(Document excerpt):
>> start
Did Dani, like, steal a kidney from someone while they were sleeping, or something? Cuz I honestly cannot understand how Rachel has suddenly become everyone’s favorite and Dani is the AntiChrist. I have tried to go to the live feeds section, but honestly, every time I go there are 50+ pages of comments and I have a terrible time trying to sift through them all to find out what’s going on. I don’t want people to be spoiled or anything (and I defer to Schoonie’s wishes) but if this stuff is all in the past, can someone please explain exactly what it is that Dani and company have done (PRIOR TO THIS EPISODE) to become so reviled and PLEASE EXPLAIN HOW IN JEEBUS’ NAME Rachel has possibly become a candidate for canonization? I am not getting it at all.
love, J-Mo
J-Mo, I don’t know you but I love you! I totally agree. “Pissy meanass people”???? Isn’t that Rachel?? What am I missing here? I read the feed updates too, so I’m really confused.
>> end
(Given entries):
>> start
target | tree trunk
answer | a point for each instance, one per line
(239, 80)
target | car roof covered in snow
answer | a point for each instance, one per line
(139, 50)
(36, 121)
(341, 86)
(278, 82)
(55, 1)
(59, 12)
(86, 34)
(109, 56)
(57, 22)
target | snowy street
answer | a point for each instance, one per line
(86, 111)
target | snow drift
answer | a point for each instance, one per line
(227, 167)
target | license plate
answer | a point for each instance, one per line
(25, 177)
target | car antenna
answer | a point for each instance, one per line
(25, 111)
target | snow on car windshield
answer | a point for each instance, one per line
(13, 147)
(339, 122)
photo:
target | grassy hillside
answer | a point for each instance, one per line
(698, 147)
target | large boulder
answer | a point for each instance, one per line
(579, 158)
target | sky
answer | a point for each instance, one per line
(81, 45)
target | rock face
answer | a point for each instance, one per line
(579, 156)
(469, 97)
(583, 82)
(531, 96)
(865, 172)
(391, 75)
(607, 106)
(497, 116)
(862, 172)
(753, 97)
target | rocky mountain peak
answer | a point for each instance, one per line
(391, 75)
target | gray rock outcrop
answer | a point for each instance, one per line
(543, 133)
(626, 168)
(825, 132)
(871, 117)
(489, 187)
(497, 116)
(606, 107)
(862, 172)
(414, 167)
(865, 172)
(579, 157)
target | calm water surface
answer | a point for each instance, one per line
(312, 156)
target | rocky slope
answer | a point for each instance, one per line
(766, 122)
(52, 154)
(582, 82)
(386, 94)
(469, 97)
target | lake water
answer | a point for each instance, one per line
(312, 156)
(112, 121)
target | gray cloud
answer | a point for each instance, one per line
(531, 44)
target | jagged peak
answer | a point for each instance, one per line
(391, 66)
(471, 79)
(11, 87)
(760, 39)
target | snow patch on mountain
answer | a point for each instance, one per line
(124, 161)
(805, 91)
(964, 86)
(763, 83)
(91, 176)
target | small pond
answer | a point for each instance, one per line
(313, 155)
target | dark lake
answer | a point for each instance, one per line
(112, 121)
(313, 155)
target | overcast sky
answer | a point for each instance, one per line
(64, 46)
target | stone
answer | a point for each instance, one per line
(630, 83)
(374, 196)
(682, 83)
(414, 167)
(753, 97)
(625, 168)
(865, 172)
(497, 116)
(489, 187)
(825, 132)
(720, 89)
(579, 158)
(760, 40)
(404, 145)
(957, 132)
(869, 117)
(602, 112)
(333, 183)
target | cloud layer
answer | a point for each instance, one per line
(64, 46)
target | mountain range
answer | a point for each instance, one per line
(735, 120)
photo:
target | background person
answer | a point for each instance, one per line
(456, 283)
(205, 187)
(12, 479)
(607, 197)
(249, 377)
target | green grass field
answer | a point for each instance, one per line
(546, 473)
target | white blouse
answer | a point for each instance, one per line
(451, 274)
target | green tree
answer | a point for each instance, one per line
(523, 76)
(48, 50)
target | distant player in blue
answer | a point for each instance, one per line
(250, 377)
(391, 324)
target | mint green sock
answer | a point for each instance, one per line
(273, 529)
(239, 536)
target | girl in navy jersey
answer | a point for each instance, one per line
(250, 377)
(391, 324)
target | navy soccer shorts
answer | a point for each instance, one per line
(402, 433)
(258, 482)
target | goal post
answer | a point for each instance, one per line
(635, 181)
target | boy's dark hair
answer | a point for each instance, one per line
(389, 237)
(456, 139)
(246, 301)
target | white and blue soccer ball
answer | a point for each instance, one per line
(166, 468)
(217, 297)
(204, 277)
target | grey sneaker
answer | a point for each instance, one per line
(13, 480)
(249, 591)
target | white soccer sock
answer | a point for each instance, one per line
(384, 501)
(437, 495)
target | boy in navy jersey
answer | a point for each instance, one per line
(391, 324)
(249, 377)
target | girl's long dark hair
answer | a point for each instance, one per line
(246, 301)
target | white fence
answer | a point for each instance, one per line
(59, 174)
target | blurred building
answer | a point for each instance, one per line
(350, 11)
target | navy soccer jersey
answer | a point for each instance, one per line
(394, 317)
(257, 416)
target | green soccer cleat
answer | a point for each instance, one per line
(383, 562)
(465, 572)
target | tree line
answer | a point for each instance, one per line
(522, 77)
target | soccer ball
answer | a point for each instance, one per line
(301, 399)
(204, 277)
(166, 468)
>> end
(What to work on):
1. Answer these questions about the forum comments:
(a) How many pages of comments does the first writer say there are in the live feeds section?
(b) What name is the first comment signed with?
(c) What does the second writer say they also read?
2. Output the part of the forum comments that begins at the words "Did Dani, like, steal" and ends after the words "getting it at all.".
The entries have nothing to do with the forum comments.

(Answers given):
1.
(a) 50+ pages
(b) J-Mo
(c) The feed updates

2.
Did Dani, like, steal a kidney from someone while they were sleeping, or something? Cuz I honestly cannot understand how Rachel has suddenly become everyone’s favorite and Dani is the AntiChrist. I have tried to go to the live feeds section, but honestly, every time I go there are 50+ pages of comments and I have a terrible time trying to sift through them all to find out what’s going on. I don’t want people to be spoiled or anything (and I defer to Schoonie’s wishes) but if this stuff is all in the past, can someone please explain exactly what it is that Dani and company have done (PRIOR TO THIS EPISODE) to become so reviled and PLEASE EXPLAIN HOW IN JEEBUS’ NAME Rachel has possibly become a candidate for canonization? I am not getting it at all.